» TEXT TO READ

------------------------------------------------------------

# Removing stubborn Washing machine tub.



## DangerMouse (Jul 17, 2008)

any way to repair this washer tub so it spins again? It's totally rusted off the shaft. The wife wanted to screw it to the underside..... I told her if we did that, it'd probably leak all over the place. I was thinking maybe some sort of REAL TOUGH adhesive might get a little more use from it until we can find another used one on CL, but there's a lot of torque on it so JBWeld probably would just break loose again.

Thanks

DM


----------



## hardwareman (Oct 9, 2010)

you are totally screwed, that thing will never wash anything again.
maybe you can talk to a local appliance dealer who disposes of customers old units for them and come up with a used tub, that is very common Whirlpool tub.


----------



## DangerMouse (Jul 17, 2008)

Good idea..... I just tried our best local guy, but even he wants me to bring the whole thing in and still wants around $50.00 for a new tub.

I can get a washer AND dryer on CL for that!

*sigh* It never ends, does it? :laughing:

Thanks for trying though!

DM


----------



## DangerMouse (Jul 17, 2008)

OK, I took out the tub, but now I can't get the broken part off of the main shaft. I can't find any good machines on CL, so it's find a new tub time.
I don't want to break anything, so how the heck does the rest of this thing come off? Is there something under the plastic plugs below? Slip a screwdriver down the slit and make with the secret handshake?

Thanks!

DM


----------



## hardwareman (Oct 9, 2010)

take off that big nut on top and it should pull right off


----------



## DangerMouse (Jul 17, 2008)

What nut?

DM


----------



## hardwareman (Oct 9, 2010)

that big thing with the 4 notches just below the agitator shaft


----------



## DangerMouse (Jul 17, 2008)

It don't turn.

DM


----------



## DangerMouse (Jul 17, 2008)

Does it need some special tool?

DM


----------



## hardwareman (Oct 9, 2010)

yes its called a spanner wrench but I think I've done it before with a pipe wrench


----------



## DangerMouse (Jul 17, 2008)

Man, I've been trying all morning, this thing does not move. Well, ok, it MOVES, but the whole mess turns, making it hard to try to wrench them apart. It still looks to me like the center, washer-looking ring would unscrew. I can't seem to find an exploded view/repair manual for it either. We sure need this thing off of there!

DM


----------



## DangerMouse (Jul 17, 2008)

Welp, you were right.... it was a large nut. After putting TWO pipe wrenches on it and having the wife hold one to keep it from just turning as I hammered the other wrench, it finally gave.

Now to see if the appliance guy has one. *fingers crossed*

DM


----------



## DangerMouse (Jul 17, 2008)

Got it fixed. The used tub was $25.00.

I took the extra time and opened up the dryer and cleaned lint from inside too.
It really needed it!

DM


----------



## hardwareman (Oct 9, 2010)

congrats to you DM


----------



## BigJim (Sep 2, 2008)

DangerMouse said:


> Got it fixed. The used tub was $25.00.
> 
> I took the extra time and opened up the dryer and cleaned lint from inside too.
> It really needed it!
> ...


Way to go DM, if this had been a year sooner and we were closer we could have given you a good tub, our washer bit the big one but the tub was OK. Sorry you had so much trouble with your washer buddy, glad you got it fixed.


----------

------------------------------------------------------------

» REQUEST 1
In the washing machine tub thread, what did the used replacement tub cost?

------------------------------------------------------------

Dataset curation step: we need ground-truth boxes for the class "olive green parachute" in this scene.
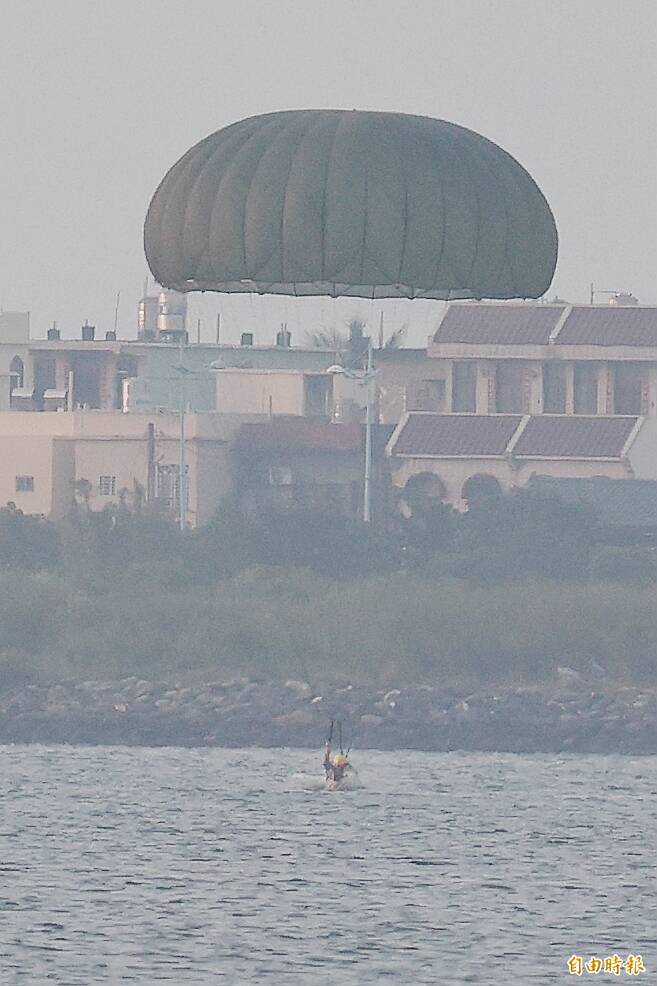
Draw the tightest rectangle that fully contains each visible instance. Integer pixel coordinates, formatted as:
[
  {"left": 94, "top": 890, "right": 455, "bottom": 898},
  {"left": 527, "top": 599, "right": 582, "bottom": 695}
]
[{"left": 144, "top": 110, "right": 557, "bottom": 299}]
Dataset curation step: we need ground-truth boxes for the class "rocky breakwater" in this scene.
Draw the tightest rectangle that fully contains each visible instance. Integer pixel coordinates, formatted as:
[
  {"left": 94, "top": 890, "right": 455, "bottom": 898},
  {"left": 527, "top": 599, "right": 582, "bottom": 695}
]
[{"left": 0, "top": 669, "right": 657, "bottom": 754}]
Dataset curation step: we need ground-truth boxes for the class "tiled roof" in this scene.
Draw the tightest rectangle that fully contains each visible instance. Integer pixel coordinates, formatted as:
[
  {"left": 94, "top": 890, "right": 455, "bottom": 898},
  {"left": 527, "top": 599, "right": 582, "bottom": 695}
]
[
  {"left": 528, "top": 476, "right": 657, "bottom": 528},
  {"left": 235, "top": 417, "right": 363, "bottom": 452},
  {"left": 513, "top": 414, "right": 637, "bottom": 459},
  {"left": 392, "top": 414, "right": 522, "bottom": 458},
  {"left": 434, "top": 304, "right": 564, "bottom": 346},
  {"left": 556, "top": 305, "right": 657, "bottom": 346}
]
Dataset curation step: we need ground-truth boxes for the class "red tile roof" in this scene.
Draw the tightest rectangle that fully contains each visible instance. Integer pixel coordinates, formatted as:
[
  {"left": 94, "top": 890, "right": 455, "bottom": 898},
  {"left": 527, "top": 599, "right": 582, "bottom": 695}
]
[
  {"left": 434, "top": 304, "right": 564, "bottom": 346},
  {"left": 392, "top": 414, "right": 522, "bottom": 458},
  {"left": 235, "top": 417, "right": 363, "bottom": 452},
  {"left": 513, "top": 414, "right": 637, "bottom": 459},
  {"left": 556, "top": 305, "right": 657, "bottom": 346}
]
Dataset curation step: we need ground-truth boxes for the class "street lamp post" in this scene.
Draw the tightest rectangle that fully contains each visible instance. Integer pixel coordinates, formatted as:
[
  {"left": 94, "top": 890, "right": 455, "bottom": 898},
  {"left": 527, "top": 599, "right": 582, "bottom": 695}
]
[
  {"left": 174, "top": 332, "right": 190, "bottom": 531},
  {"left": 326, "top": 339, "right": 379, "bottom": 524}
]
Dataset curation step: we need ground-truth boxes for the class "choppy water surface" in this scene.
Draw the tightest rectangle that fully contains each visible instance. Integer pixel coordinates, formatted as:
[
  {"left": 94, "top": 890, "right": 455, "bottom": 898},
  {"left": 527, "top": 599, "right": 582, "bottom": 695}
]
[{"left": 0, "top": 747, "right": 657, "bottom": 986}]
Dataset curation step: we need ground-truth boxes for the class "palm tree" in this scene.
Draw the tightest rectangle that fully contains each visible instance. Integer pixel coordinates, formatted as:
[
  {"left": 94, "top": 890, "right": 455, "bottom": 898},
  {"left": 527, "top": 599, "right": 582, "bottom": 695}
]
[{"left": 306, "top": 318, "right": 408, "bottom": 355}]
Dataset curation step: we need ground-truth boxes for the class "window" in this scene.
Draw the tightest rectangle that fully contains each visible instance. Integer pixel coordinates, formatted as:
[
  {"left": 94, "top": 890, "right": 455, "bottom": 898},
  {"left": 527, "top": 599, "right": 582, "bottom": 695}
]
[
  {"left": 495, "top": 360, "right": 527, "bottom": 414},
  {"left": 406, "top": 380, "right": 445, "bottom": 412},
  {"left": 614, "top": 363, "right": 643, "bottom": 414},
  {"left": 452, "top": 360, "right": 477, "bottom": 413},
  {"left": 573, "top": 363, "right": 598, "bottom": 414},
  {"left": 155, "top": 462, "right": 189, "bottom": 513},
  {"left": 543, "top": 363, "right": 566, "bottom": 414},
  {"left": 98, "top": 476, "right": 116, "bottom": 496}
]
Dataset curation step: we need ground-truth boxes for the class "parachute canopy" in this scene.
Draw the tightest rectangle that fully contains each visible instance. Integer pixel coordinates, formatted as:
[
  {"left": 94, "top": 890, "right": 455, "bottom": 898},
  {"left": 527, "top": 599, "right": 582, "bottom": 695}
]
[{"left": 144, "top": 110, "right": 557, "bottom": 300}]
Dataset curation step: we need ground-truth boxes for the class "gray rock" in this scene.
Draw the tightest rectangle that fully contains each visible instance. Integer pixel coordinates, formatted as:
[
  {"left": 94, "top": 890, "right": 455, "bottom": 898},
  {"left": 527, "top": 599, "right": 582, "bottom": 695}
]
[{"left": 285, "top": 679, "right": 313, "bottom": 698}]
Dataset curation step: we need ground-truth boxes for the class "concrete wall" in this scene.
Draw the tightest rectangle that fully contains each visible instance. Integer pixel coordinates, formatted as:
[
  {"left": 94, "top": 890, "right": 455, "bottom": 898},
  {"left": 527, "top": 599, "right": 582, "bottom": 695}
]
[
  {"left": 0, "top": 411, "right": 242, "bottom": 526},
  {"left": 217, "top": 369, "right": 305, "bottom": 415},
  {"left": 392, "top": 450, "right": 632, "bottom": 509},
  {"left": 627, "top": 418, "right": 657, "bottom": 479},
  {"left": 0, "top": 436, "right": 54, "bottom": 516}
]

------------------------------------------------------------

» REQUEST 2
Which lines in the rows above contain the string "parachute"? List every one of them.

» FINAL RESULT 1
$25.00.

» FINAL RESULT 2
Dataset curation step: we need ground-truth boxes for the class "olive green parachute" in this scene.
Dataset curation step: we need ground-truth boxes for the class "parachute canopy" in this scene.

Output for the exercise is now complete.